Excerpts of pointing data:
▬▬▬▬▬▬▬▬▬▬

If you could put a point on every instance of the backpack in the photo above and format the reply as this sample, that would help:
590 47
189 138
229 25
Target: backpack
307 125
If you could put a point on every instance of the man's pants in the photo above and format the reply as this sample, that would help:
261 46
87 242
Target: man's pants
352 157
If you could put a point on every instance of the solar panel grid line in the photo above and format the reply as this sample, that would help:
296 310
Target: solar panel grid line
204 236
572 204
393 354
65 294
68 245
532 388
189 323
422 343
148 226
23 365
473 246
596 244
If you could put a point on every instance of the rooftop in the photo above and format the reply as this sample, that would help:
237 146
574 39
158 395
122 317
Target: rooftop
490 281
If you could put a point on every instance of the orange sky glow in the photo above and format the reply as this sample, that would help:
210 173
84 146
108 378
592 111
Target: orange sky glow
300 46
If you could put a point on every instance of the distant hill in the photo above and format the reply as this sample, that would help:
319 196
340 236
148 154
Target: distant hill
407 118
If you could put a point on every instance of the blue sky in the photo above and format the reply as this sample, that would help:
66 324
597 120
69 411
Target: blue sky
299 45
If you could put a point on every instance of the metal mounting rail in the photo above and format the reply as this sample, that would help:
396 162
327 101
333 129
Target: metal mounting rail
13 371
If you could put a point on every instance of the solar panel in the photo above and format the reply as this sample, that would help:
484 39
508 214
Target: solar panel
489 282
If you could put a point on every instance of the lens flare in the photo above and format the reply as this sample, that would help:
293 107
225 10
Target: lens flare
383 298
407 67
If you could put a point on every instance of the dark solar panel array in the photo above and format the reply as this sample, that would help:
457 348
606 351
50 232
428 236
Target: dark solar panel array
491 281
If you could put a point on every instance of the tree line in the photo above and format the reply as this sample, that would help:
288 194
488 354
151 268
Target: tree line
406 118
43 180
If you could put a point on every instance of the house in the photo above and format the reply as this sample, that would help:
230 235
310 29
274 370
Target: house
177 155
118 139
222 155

▬▬▬▬▬▬▬▬▬▬

§ **Exercise details**
Rewrite all of the material above as a JSON list of strings, with one string for each line and no blank lines.

§ **Solution to this task**
[
  "If you could put a point on every instance of the backpack in the photo above and format the reply as this sample, that would help:",
  "590 47",
  "189 138",
  "229 25",
  "Target: backpack",
  "307 125",
  "If you could put a point on every instance of the man's pants in the photo above and format the reply as this sample, that would help:",
  "261 46",
  "87 242",
  "Target: man's pants",
  "352 157",
  "If you could put a point on every instance of the solar panel grid line in the photo above and format the reply as this sample, that would help:",
  "296 310",
  "Target: solar panel grid line",
  "204 236",
  "572 204",
  "393 354",
  "65 294",
  "68 245",
  "532 388",
  "189 323",
  "422 343",
  "148 226",
  "23 365",
  "473 246",
  "596 244",
  "If you could put a point on every instance of the rooftop in the photo above and format the reply as this sample, that would help:",
  "237 146",
  "574 39",
  "158 395",
  "122 317",
  "Target: rooftop",
  "490 281",
  "If you could put a point on every instance of the orange sky glow in the photo above and format the reply as this sample, that would help:",
  "210 173",
  "84 146",
  "108 378",
  "592 111",
  "Target: orange sky glow",
  "300 46",
  "If you could put a point on every instance of the distant hill in the photo above and format the reply as this sample, that would help:",
  "319 196",
  "340 236",
  "148 154",
  "Target: distant hill",
  "407 118",
  "If you could put a point on every instance of the blue sky in the photo above and format the reply as this sample, that would help:",
  "66 324",
  "597 120",
  "69 411",
  "Target: blue sky",
  "299 45",
  "If you could put a point on every instance of the metal mounting rail in the photo above and format the reply as this sample, that would help:",
  "396 162",
  "327 101",
  "333 129",
  "Target: metal mounting rail",
  "13 371",
  "If you could put a point on every instance of the solar panel in the photo above and format the reply as this sample, that would help:",
  "484 39",
  "508 214",
  "Target: solar panel",
  "489 282",
  "If you could put a point on every instance of the lens flare in the photo above and format the reply as this sample, that would help:",
  "293 107",
  "225 10",
  "Target: lens flare",
  "383 298",
  "407 67",
  "If you could put a point on every instance of the dark solar panel array in the photo above and format the reply as this sample, that would help:",
  "457 348",
  "606 351",
  "50 232",
  "428 236",
  "Target: dark solar panel array",
  "491 281",
  "If you could put a point on every instance of the tree line in the photo above and format the reply as this sample, that would help:",
  "288 194",
  "488 354",
  "151 268",
  "Target: tree line",
  "406 118",
  "43 180",
  "If you could put a point on every instance of the house in the photo above and format the reply as this sample, that would help:",
  "230 235",
  "310 29",
  "274 370",
  "Target: house",
  "177 155",
  "118 139",
  "222 155"
]